Exercise 1: Summarize the passage on influenza in swine in two sentences.
Exercise 2: Carry the passage on influenza in swine forward from its last sentence.

++++ Document passage ++++

Economic losses from influenza can total more than $10 per head.
Between the emergence of new, difficult-to-control viral strains and their endemic presence in many swine populations in the United States and around the world1, Influenza A virus in swine (IAV-S) is a growing threat to the industry. IAV-S is one of the top three diseases affecting pigs in all phases of production,2,3 and nowhere are those effects felt more sharply for producers than in their bottom line.
A study that looked at losses associated with average daily gain, culls and mortality rates among pigs with IAV-S estimated that the virus, when present alone, cost producers $3.23 per head.4
IAV-S attacks the cells that line the respiratory tract of pigs. It weakens their first line of defense against subsequent respiratory infections, leading to concurrent infections that impact both pig performance, including mortality and culls, and the cost of production.
When IAV-S infections are concurrent with other diseases, the impact to both economic losses and pig performance is compounded.

++++ Study material ++++

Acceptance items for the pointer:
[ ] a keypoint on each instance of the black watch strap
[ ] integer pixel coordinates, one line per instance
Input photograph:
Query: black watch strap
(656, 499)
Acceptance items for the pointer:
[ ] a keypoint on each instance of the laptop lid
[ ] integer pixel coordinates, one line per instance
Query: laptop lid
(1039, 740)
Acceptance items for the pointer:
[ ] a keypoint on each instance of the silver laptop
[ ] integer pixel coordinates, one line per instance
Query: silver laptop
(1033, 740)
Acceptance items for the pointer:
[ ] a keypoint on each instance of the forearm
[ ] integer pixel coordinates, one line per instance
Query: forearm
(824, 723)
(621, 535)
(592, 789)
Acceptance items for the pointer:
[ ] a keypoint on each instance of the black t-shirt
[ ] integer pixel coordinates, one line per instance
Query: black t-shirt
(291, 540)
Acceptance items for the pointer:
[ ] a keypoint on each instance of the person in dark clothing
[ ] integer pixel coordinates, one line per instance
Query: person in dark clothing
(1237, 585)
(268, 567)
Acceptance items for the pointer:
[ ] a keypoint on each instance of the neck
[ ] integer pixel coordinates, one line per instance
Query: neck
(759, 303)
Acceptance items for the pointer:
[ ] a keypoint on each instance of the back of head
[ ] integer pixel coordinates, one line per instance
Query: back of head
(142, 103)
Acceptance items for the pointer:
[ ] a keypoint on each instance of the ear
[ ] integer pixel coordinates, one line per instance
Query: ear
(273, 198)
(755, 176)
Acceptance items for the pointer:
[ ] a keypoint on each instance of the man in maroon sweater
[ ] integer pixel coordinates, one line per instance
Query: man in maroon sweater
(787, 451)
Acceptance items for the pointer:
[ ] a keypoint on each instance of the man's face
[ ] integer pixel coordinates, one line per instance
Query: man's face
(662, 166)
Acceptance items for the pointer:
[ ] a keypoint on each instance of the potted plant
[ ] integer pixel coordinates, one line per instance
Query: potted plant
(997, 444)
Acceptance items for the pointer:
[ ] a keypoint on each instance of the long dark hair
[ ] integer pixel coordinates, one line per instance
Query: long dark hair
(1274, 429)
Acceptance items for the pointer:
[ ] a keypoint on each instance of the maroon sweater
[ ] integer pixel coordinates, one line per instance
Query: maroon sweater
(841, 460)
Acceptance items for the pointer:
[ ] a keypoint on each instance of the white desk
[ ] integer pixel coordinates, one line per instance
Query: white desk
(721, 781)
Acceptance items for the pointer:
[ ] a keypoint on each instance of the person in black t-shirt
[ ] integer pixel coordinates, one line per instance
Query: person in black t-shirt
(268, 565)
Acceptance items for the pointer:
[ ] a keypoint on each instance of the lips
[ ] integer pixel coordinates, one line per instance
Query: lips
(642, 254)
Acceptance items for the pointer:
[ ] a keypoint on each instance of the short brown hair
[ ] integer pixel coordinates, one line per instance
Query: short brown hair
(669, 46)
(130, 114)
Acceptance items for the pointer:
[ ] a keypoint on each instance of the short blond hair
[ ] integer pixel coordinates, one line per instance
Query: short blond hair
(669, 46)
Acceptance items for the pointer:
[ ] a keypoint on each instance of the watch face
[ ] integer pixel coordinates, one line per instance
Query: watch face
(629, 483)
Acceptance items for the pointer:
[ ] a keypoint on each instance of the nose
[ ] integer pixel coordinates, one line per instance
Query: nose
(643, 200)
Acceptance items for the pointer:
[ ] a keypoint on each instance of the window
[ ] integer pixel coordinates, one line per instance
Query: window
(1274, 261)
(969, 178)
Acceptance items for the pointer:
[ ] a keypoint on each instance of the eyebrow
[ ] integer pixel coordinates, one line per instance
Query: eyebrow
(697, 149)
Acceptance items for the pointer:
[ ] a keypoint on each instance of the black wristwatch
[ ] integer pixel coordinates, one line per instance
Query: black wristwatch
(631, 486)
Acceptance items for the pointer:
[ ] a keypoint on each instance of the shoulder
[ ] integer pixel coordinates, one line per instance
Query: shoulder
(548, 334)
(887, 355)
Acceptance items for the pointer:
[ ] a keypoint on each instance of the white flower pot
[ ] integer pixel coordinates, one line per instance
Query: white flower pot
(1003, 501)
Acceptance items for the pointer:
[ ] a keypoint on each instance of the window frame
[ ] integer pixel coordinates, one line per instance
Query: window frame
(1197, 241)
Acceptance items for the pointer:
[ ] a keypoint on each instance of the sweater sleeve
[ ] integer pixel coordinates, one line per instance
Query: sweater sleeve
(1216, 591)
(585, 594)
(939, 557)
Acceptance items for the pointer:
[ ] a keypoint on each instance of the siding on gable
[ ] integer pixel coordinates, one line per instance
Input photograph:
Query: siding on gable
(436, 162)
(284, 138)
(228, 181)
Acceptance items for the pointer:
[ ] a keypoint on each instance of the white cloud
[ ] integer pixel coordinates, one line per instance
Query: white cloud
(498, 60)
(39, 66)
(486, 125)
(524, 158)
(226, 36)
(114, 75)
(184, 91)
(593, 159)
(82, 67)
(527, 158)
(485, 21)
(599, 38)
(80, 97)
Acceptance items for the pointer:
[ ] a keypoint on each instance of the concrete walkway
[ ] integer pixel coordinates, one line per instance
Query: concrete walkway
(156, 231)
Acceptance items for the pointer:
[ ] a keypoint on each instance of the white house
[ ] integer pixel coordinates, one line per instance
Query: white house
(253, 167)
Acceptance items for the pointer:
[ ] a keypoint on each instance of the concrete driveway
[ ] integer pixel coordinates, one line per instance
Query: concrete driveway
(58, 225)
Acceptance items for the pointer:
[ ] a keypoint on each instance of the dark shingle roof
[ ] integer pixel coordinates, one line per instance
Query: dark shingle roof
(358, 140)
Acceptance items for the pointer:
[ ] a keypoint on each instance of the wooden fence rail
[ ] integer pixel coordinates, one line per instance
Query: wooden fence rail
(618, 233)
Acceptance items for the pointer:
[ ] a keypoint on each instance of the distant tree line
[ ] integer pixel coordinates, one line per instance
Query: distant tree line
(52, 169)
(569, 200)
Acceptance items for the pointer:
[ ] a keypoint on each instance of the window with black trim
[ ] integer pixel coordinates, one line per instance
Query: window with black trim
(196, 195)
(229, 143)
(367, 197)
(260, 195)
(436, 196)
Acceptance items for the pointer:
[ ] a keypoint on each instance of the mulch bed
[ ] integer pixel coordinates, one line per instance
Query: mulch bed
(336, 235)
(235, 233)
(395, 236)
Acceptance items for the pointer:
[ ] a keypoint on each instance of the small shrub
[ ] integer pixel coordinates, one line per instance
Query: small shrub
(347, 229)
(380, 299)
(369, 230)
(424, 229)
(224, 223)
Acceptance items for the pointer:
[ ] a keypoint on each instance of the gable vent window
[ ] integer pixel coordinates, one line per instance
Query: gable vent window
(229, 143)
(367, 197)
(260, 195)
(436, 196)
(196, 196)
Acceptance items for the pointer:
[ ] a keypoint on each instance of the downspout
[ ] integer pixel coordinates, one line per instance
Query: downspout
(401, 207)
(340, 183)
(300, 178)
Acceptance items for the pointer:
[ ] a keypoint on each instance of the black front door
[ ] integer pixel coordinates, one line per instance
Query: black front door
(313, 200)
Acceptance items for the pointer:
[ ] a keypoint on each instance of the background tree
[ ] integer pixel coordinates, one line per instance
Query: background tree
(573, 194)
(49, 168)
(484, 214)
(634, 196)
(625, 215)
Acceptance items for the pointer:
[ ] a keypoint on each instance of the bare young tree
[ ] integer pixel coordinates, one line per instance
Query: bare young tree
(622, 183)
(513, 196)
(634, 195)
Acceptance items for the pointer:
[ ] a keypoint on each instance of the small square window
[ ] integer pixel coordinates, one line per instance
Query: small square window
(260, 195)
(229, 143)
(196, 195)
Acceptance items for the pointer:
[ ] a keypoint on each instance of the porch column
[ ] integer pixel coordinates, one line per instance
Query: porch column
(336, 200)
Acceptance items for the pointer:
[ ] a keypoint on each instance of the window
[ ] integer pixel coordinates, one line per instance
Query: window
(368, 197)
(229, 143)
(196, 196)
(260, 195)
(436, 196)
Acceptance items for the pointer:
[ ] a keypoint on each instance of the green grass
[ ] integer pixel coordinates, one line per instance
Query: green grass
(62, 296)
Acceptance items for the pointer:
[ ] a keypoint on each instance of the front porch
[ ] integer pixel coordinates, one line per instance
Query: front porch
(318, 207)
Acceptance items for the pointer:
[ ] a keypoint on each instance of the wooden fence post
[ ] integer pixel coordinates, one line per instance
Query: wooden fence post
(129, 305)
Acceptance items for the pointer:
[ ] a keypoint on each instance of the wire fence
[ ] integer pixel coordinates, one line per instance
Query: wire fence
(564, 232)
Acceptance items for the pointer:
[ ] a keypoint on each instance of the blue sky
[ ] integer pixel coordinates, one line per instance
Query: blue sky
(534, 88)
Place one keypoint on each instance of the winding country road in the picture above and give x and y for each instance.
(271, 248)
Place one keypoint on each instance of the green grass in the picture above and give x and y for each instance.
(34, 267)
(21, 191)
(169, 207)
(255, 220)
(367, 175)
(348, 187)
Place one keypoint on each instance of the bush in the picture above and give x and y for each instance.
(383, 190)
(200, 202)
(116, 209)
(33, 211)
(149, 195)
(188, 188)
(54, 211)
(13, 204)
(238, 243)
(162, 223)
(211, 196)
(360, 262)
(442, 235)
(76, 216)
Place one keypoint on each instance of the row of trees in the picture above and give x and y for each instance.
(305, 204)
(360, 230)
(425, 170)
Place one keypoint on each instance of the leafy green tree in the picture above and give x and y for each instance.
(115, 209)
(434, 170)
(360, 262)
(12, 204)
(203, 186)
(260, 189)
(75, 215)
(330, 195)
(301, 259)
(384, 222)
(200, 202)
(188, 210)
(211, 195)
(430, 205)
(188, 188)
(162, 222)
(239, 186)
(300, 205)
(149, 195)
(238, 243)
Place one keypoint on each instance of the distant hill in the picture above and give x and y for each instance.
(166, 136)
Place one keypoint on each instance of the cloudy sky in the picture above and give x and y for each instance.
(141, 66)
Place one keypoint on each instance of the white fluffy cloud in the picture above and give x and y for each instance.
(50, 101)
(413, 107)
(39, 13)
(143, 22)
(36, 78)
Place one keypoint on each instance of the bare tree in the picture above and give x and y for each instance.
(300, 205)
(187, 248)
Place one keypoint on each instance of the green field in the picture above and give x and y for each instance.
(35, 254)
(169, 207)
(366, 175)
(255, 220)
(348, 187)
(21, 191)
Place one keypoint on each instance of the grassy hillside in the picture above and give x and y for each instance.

++++

Your response 1: Influenza A virus in swine (IAV-S) is a growing threat to the industry and one of the top three diseases affecting pigs in all phases of production, with economic losses from influenza that can total more than $10 per head. The virus attacks the cells lining pigs' respiratory tract and weakens their defense against other infections, and while one study estimated that IAV-S alone cost producers $3.23 per head, its effects on losses and pig performance are compounded when other diseases are present at the same time.

Your response 2:
Concurrent infections also compound the economic losses from IAV-S. For example, the same study determined that producer cost associated with pigs challenged with uncomplicated porcine reproductive and respiratory syndrome (PRRS) was $5.57 per head. However, when IAV-S was present with PRRS, production losses actually grew to $10.41 per head, not $8.80, and mortality, culls and tail enders increased significantly (p<0.05) to 4.34 percent over the average baseline.4 Similarly, uncomplicated Mycoplasma hyopneumoniae cost only $0.63 per head, but when present with IAV-S, that number jumped to $10.12.4 Unfortunately for most producers, these concurrent infections are all too common.
“It’s not common to find IAV-S by itself in swine,” says Christa Goodell, DVM, MS, Ph.D., DACVPM, technical manager at Boehringer Ingelheim. “More often, it’s going to be present with other diseases in the porcine respiratory disease complex. So, you have multiple respiratory pathogens affecting pigs at the same time, which can make diagnosis and treatment extremely difficult.”
Another study that factored in added veterinary costs from IAV-S in combination with production losses estimated that IAV-S infections in conventional health commercial herds cost the producer $10.31 per head, with 64 percent of that attributed to production losses and 36 percent to vet costs.5 That study also found significant increases in mortality rates among pigs with IAV-S compared to those without.5
Knowing the significant impact Influenza A virus in swine can have on production and ultimately the bottom line, Dr. Goodell recommends following prudent IAV-S health management measures including critical on-farm biosecurity protocols to minimize exposure and endemicity in your herds. To learn more, talk to your veterinarian or visit www.aboutswineinfluenza.com.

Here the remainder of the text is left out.